# Start of Information supplied

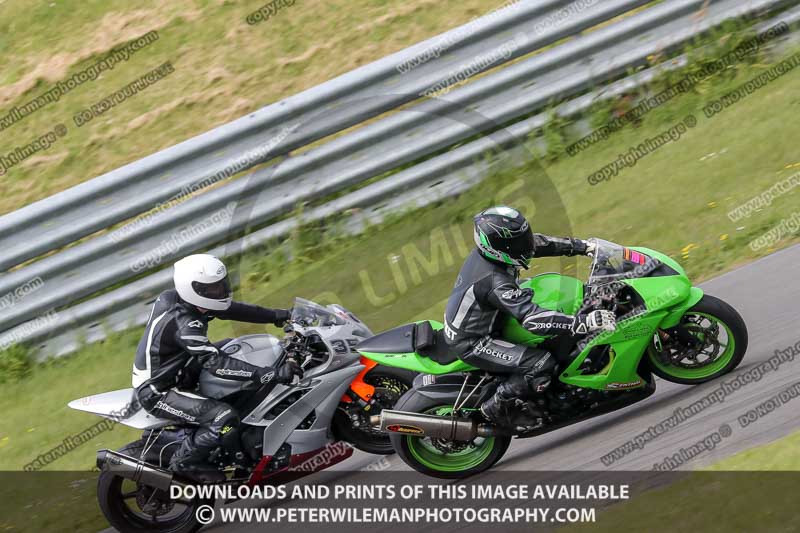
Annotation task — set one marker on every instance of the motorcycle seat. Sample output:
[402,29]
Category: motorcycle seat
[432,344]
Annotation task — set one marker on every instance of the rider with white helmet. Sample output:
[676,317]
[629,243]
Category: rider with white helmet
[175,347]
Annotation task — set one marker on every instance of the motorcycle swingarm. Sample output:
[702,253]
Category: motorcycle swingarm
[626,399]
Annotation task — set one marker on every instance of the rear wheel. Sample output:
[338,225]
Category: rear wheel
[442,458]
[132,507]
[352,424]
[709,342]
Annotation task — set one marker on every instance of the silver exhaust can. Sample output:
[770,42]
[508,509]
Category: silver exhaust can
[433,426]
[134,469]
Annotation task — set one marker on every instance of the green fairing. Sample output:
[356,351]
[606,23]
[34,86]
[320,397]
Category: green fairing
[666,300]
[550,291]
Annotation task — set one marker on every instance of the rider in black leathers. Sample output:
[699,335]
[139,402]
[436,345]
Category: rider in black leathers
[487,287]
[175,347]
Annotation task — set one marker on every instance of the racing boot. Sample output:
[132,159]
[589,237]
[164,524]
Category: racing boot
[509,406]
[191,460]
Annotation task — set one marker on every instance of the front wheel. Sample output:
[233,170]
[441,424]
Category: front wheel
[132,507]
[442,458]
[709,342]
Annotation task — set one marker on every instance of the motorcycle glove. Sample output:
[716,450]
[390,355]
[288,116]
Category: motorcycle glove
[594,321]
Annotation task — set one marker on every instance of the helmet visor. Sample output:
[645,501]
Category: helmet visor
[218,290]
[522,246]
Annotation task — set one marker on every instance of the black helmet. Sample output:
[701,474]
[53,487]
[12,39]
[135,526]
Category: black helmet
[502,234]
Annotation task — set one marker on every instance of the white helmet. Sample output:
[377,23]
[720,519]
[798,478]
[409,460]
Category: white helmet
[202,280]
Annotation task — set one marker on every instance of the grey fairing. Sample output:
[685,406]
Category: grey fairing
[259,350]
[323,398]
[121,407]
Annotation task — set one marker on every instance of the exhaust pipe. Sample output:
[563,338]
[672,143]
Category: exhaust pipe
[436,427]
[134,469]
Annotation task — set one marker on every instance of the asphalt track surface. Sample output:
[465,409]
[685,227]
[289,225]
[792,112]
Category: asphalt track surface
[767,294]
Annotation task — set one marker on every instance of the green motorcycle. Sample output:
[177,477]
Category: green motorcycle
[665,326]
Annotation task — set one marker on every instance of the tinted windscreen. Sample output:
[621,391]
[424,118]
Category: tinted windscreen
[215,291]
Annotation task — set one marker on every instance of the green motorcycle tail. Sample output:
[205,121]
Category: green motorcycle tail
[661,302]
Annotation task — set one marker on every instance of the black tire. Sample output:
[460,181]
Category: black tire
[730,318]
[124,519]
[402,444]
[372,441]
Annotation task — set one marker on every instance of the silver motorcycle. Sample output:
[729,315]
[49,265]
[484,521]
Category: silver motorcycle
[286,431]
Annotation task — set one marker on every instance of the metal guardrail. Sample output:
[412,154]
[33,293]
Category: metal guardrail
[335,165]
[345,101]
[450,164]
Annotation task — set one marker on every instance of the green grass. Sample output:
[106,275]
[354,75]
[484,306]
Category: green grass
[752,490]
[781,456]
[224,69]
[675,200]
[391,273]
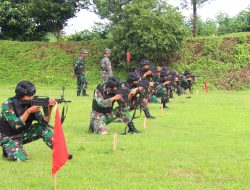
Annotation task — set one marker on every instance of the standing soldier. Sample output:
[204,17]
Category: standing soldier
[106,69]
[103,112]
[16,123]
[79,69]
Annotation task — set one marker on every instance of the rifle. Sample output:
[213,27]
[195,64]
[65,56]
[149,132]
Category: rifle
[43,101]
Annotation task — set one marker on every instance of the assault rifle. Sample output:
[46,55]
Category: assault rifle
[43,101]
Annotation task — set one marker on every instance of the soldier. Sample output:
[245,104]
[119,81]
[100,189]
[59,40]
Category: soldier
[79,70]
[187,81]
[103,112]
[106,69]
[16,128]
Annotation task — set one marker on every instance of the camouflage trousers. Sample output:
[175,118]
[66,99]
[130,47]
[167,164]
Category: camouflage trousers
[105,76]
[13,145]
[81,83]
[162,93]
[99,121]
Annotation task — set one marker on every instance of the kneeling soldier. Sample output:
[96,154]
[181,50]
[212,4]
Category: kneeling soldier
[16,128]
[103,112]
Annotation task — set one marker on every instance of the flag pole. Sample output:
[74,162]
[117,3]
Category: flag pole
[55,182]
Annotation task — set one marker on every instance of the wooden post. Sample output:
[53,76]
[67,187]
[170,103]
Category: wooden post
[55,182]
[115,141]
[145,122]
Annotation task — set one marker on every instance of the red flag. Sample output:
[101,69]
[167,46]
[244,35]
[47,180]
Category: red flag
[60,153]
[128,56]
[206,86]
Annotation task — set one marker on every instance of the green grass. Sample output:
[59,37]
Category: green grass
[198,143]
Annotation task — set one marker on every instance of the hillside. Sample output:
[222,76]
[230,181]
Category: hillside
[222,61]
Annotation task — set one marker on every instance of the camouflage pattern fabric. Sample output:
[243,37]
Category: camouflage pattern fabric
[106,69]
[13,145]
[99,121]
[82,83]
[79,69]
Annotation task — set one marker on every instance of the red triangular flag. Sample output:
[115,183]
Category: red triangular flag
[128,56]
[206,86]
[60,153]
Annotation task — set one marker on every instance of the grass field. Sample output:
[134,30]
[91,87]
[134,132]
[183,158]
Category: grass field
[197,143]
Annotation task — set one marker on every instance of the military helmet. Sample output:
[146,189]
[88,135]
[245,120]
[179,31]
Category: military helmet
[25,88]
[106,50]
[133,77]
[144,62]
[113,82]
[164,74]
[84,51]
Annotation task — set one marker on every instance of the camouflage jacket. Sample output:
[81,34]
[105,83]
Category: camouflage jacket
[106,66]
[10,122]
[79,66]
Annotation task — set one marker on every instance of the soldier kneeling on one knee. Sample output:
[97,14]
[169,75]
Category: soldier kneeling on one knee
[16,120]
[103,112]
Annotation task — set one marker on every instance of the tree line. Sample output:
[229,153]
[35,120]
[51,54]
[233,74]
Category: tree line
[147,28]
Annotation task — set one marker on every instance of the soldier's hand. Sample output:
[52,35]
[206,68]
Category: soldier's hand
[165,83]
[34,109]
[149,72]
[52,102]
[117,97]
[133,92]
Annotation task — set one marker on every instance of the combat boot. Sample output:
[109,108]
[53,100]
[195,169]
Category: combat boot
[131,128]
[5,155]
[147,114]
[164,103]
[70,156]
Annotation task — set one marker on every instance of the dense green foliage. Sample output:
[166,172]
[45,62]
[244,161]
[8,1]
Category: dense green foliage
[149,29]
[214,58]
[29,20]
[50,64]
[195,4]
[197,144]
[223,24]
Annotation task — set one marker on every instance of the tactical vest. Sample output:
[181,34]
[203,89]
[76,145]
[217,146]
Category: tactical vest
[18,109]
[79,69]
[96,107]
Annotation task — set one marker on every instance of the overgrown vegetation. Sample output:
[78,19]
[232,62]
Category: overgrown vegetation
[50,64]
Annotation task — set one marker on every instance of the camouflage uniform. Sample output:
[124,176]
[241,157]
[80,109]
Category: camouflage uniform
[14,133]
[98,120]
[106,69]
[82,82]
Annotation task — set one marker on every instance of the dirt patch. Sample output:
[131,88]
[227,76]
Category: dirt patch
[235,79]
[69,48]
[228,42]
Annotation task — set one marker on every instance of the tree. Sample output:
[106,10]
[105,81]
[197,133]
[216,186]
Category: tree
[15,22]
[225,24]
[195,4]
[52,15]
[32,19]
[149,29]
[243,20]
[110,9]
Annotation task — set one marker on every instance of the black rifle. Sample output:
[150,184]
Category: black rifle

# End of Information supplied

Reproduce the entries above exactly. Do not include the images.

> **Expected answer**:
Annotation task — set one marker on every instance of the motorcycle seat. Sample output:
[402,29]
Category: motorcycle seat
[432,344]
Annotation task — set one marker on every instance of the rider with white helmet. Sample output:
[676,317]
[629,243]
Category: rider with white helmet
[175,347]
Annotation task — set one marker on every instance of the motorcycle swingarm. Sample output:
[702,253]
Category: motorcycle swingarm
[626,399]
Annotation task — set one marker on every instance of the rear wheel. Sample output:
[338,225]
Category: rear wheel
[442,458]
[132,507]
[352,424]
[709,342]
Annotation task — set one marker on every instance of the silver exhaust can. Sample output:
[770,42]
[508,509]
Category: silver exhaust can
[433,426]
[134,469]
Annotation task — set one marker on every instance of the green fairing. Sample output:
[356,351]
[606,23]
[34,86]
[320,397]
Category: green fairing
[666,300]
[550,291]
Annotation task — set one marker on every instance of the rider in black leathers. Sample output:
[699,335]
[139,402]
[436,345]
Category: rider in black leathers
[487,287]
[175,347]
Annotation task — set one marker on every instance of the racing boot. Sample output:
[132,159]
[589,237]
[164,524]
Category: racing boot
[509,406]
[191,460]
Annotation task — set one marker on every instance of the front wheel. Sample output:
[233,170]
[441,424]
Category: front wheel
[132,507]
[442,458]
[709,342]
Annotation task — set one marker on every instance of the motorcycle glove. Sample output:
[716,450]
[390,355]
[288,116]
Category: motorcycle glove
[594,321]
Annotation task — set one marker on every instance of the helmet visor. Sample output:
[645,501]
Category: helmet visor
[218,290]
[522,246]
Annotation task — set one marker on every instance of the black helmet. Sample output:
[701,474]
[53,487]
[12,39]
[135,526]
Category: black helmet
[502,234]
Annotation task — set one marker on every instance of the white helmet. Sample output:
[377,23]
[720,519]
[798,478]
[409,460]
Category: white helmet
[202,280]
Annotation task — set one marker on every instance of the grey fairing. Sample output:
[685,406]
Category: grey fairing
[259,350]
[323,398]
[121,407]
Annotation task — set one marker on every instance of the exhaust pipe. Sample output:
[563,338]
[672,143]
Category: exhaust pipe
[436,427]
[134,469]
Annotation task — set one marker on every instance of the asphalt track surface. Sample output:
[465,409]
[685,227]
[289,225]
[792,112]
Category: asphalt track surface
[767,294]
Annotation task — set one marker on every instance of the green motorcycle. Sample output:
[177,477]
Category: green motorcycle
[665,326]
Annotation task — set one marker on every instance of the tinted windscreen. Sample output:
[621,391]
[424,118]
Category: tinted windscreen
[215,291]
Annotation task — set one marker on every instance of the green motorcycle tail. Sample output:
[205,121]
Category: green motorcycle tail
[661,302]
Annotation task — set one marker on every instance of the black tire. Sample output:
[460,181]
Category: black tire
[730,318]
[124,519]
[402,444]
[372,441]
Annotation task — set one marker on every instance of the silver motorcycle. Sample output:
[729,315]
[49,265]
[484,521]
Category: silver motorcycle
[286,431]
Annotation task — set one marker on every instance of the metal guardrail. Sample output:
[412,154]
[33,293]
Category: metal guardrail
[335,165]
[345,101]
[450,164]
Annotation task — set one marker on every instance of the green grass. Sample output:
[106,275]
[354,75]
[484,306]
Category: green grass
[752,490]
[781,456]
[224,69]
[675,200]
[391,273]
Annotation task — set one marker on every instance of the standing soldier. Sample output:
[204,17]
Category: standing soldier
[106,69]
[103,112]
[16,123]
[79,69]
Annotation task — set one marker on every instance of the rifle. Sample output:
[213,27]
[195,64]
[65,56]
[149,132]
Category: rifle
[43,101]
Annotation task — set one marker on every instance of the assault rifle. Sample output:
[46,55]
Category: assault rifle
[43,101]
Annotation task — set one marker on every instance of the soldier. Sample output:
[245,104]
[119,81]
[100,189]
[59,40]
Category: soldier
[79,70]
[187,81]
[103,112]
[106,69]
[16,128]
Annotation task — set one marker on every instance of the camouflage trousers. Sample output:
[175,118]
[66,99]
[130,47]
[167,164]
Category: camouflage trousers
[105,76]
[13,145]
[81,83]
[162,93]
[99,121]
Annotation task — set one marker on every instance of the kneeling soldier. Sample output:
[96,154]
[181,50]
[212,4]
Category: kneeling soldier
[16,128]
[103,112]
Annotation task — set one marker on every instance of the flag pole. Sample output:
[74,162]
[117,3]
Category: flag pole
[55,182]
Annotation task — set one marker on every instance of the wooden post. Sample output:
[53,76]
[67,187]
[170,103]
Category: wooden post
[55,182]
[115,141]
[145,122]
Annotation task — set one marker on every instance of the red flag. Sample output:
[101,69]
[167,46]
[244,35]
[47,180]
Category: red flag
[60,153]
[128,56]
[206,86]
Annotation task — set one marker on every instance of the green grass. Sample output:
[59,37]
Category: green grass
[198,143]
Annotation task — set one marker on every instance of the hillside. Sample output:
[222,76]
[230,181]
Category: hillside
[222,61]
Annotation task — set one marker on every instance of the camouflage pattern fabric. Sample output:
[243,37]
Category: camouflage pattern fabric
[106,69]
[13,145]
[99,121]
[82,83]
[79,69]
Annotation task — set one marker on every instance of the red triangular flag. Sample output:
[115,183]
Category: red triangular flag
[128,56]
[206,86]
[60,153]
Annotation task — set one marker on every instance of the grass field. Sample output:
[134,30]
[91,87]
[134,132]
[183,158]
Category: grass field
[197,143]
Annotation task — set one marker on every instance of the military helmet. Sample output:
[146,189]
[88,135]
[245,120]
[179,31]
Category: military helmet
[25,88]
[106,50]
[133,77]
[144,62]
[113,82]
[164,74]
[84,51]
Annotation task — set one marker on every instance of the camouflage jacket. Sample output:
[81,34]
[105,83]
Category: camouflage jacket
[106,66]
[10,122]
[79,66]
Annotation task — set one marker on every instance of the soldier kneeling on one knee. Sample output:
[97,14]
[169,75]
Category: soldier kneeling on one knee
[16,120]
[103,112]
Annotation task — set one marker on every instance of the tree line. Sample output:
[229,153]
[35,120]
[51,54]
[233,74]
Category: tree line
[147,28]
Annotation task — set one marker on every instance of the soldier's hand. Sample output:
[52,35]
[206,68]
Category: soldier's hand
[165,83]
[34,109]
[149,72]
[52,102]
[117,97]
[133,92]
Annotation task — set one marker on every instance of the combat boot. Sample output:
[109,108]
[53,100]
[195,169]
Category: combat boot
[131,128]
[5,155]
[147,114]
[164,103]
[70,156]
Annotation task — set one marker on every instance of the dense green foliage. Sample output:
[166,172]
[45,62]
[244,161]
[8,1]
Category: dense green foliage
[149,29]
[214,58]
[29,20]
[50,64]
[195,4]
[197,144]
[223,24]
Annotation task — set one marker on every instance of the tactical vest. Sample output:
[181,34]
[203,89]
[76,145]
[217,146]
Category: tactical vest
[18,109]
[79,69]
[96,107]
Annotation task — set one marker on every instance of the overgrown vegetation. Sample output:
[78,19]
[232,62]
Category: overgrown vegetation
[50,64]
Annotation task — set one marker on every instance of the camouflage uniform. Sample output:
[124,176]
[241,157]
[80,109]
Category: camouflage uniform
[14,133]
[98,120]
[106,69]
[82,82]
Annotation task — set one marker on every instance of the dirt patch. Sample output:
[131,88]
[227,76]
Category: dirt patch
[235,79]
[69,48]
[228,42]
Annotation task — set one marker on every instance of the tree. Sample output:
[106,10]
[105,81]
[197,133]
[216,186]
Category: tree
[15,22]
[225,24]
[195,4]
[52,15]
[32,19]
[149,29]
[243,20]
[110,9]
Annotation task — set one marker on every instance of the black rifle. Sample output:
[150,184]
Category: black rifle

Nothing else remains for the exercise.